**REQUIRED WORK:**
(A) According to the article on moss and mold, below what level should a home's overall humidity be kept to deter mold growth?
(B) Carry the article on moss and mold forward from its last sentence.

Segment Start: TEXT UNDER STUDY

Moss and mold may look similar, but they are from different parts of life's kingdom. Moss is a plant that converts sunlight and dissolved soil minerals into the energy it needs to grow and reproduce. Mold is a fungus, neither plant nor animal, and distantly related to mushrooms. It converts decaying organic matter into the energy the mold needs to live and reproduce. Unlike moss, mold doesn't need sunlight to live.
Mold in nature helps with the decomposition of dead plants and animals. It reproduces when its spores find organic materials, comfortably warm temperatures and moisture or high humidity. Greenish, gray or black blotches of mold commonly appear on garden plants, foodstuffs, walls, floors and textiles. Mold often has a characteristic musty odor. Some mold species can be toxic if inhaled or ingested. Although fungicide sprays kill mold, cultural controls probably can handle all but the most severe mold problems in your garden and home.
Plant Mold Controls
A mold infestation in your indoor or outdoor garden shows up in wilting plants that have developed dark, circular lesions. These lesions eventually form a dense, cottony white or gray growth that ultimately rots fruits and can kill the infected plants. If you see diseased plants, remove and destroy them immediately. Remove the soil the diseased plants grew in, and replace it with clean, sterile soil. A mold attack can be prevented by several methods, including planting in only well-ventilated areas and avoiding the crowding of plants. Water plants early in the day so the sunlight can dry them. Keep weeds down, too. Weeds can harbor mold spores and spread mold to desirable plants. Remove and destroy all plant residue after harvesting to deny mold spores a place to spend winter.
Other Mold Measures
Homeowners can increase ventilation to control mold in plants and other areas inside their homes. Set your air conditioner so its compressor and fan turn off simultaneously. Keep interior doors open to equalize interior air pressure throughout the house, and minimize infiltration of hot, humid, outside air, which encourages mold growth. A moist bathroom is prone to mold growth; sanitizing the bathroom with commercial disinfectants, promoting air circulation with an exhaust fan and keeping the bathroom door open when the room is not in use can help prevent mold. Keep air conditioner filters clean, too. Keeping gutters and downspouts clean, and directing their outflow away from the house, also help. Fix interior plumbing leaks and exterior leaks that allow rainwater infiltration. Ensure kitchen and bathroom exhaust vents lead outside and are not blocked. Maintaining your home's overall humidity below 70 percent will deter mold growth.

Segment End: TEXT UNDER STUDY
Segment Start: RECORDS

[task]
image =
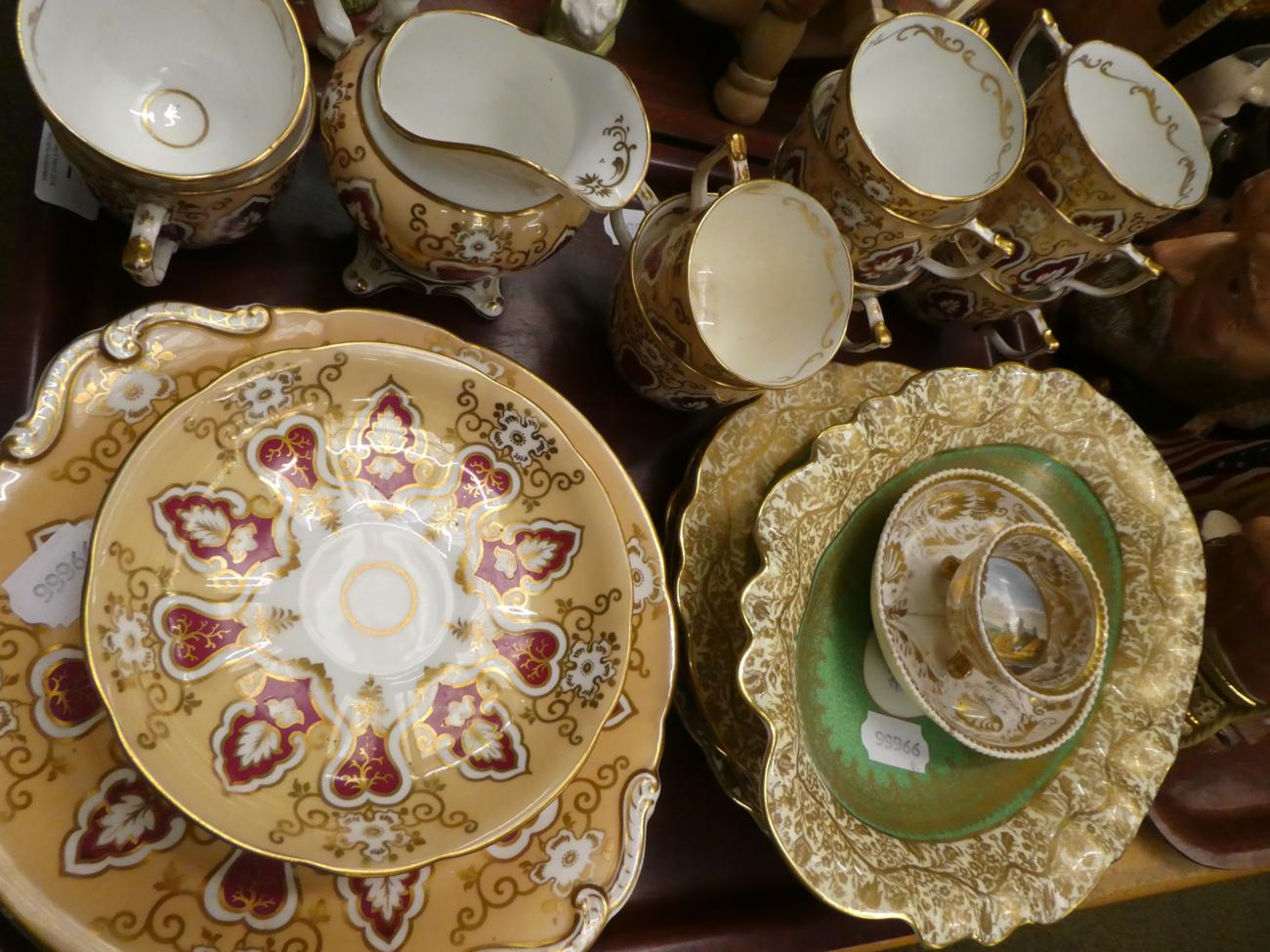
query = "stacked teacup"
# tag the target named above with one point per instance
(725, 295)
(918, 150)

Segment End: RECORDS
Segment Start: RECORDS

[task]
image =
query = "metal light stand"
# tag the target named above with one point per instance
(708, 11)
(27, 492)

Segment End: RECORDS
Segment Start: RECORDS

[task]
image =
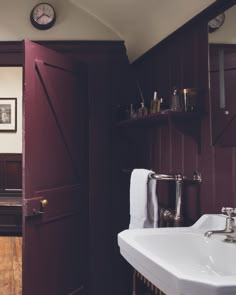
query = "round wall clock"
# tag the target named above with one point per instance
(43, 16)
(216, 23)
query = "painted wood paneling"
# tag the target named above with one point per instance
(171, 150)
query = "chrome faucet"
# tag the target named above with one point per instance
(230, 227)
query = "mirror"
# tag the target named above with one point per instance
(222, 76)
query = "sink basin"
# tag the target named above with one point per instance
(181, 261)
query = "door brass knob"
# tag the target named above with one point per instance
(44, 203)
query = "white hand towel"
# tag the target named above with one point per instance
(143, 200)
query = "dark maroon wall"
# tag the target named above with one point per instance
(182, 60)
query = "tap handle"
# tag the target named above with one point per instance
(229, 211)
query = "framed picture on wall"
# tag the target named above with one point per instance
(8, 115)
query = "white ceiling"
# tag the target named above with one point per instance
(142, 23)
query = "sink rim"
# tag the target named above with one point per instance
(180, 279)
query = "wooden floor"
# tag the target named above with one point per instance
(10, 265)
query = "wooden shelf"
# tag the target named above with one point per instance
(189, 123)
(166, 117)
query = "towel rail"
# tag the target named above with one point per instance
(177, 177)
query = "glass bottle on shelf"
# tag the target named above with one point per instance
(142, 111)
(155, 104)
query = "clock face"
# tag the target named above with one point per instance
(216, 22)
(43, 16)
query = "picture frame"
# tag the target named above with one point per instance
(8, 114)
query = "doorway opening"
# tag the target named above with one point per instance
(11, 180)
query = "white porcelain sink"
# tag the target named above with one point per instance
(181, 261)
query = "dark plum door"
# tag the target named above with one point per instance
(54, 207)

Segment End: RECORDS

**TASK-BY-TASK ANSWERS:**
(A) Below 70 percent.

(B)
Moss is a simple plant, and thousands of species exist. Each kind of moss lacks the deep roots, stems and seed-forming parts of more complex plants. Moss can reproduce sexually through spores or asexually by broken-off pieces. It grows best in permanently damp, acidic, compacted soil in medium to dense shade. Most moss species form a thick green to brown carpet. Moss doesn't compete well with grasses so tends to grow in areas where grasses have difficulty becoming established.
Regrading a site to improve its drainage can inhibit moss growth. Because moss doesn't grow well in bright sunlight, trimming bushes and trees to admit more sunlight may encourage turf grasses to grow in place of moss. After you admit more sunlight to a mossy area, rake out its moss, smooth its soil and plant grass seeds or lay sod in the site.
Nurture for Moss
The alternative to destroying moss is nurturing it. Moss can fill lawn voids where nothing else thrives, such as in dim spaces under large, shady trees. If an area already has some moss, then remove its existing grass, weeds and debris. Rake the area smooth, tamp it lightly and let the moss spread on its own. Moss can be transplanted from an area with conditions similar to those in your yard. Use a spade to dig up blocks of moss sod the size of your outstretched hand. Press the blocks into the desired place, and water the site well. Repeat watering whenever the ground surface dries.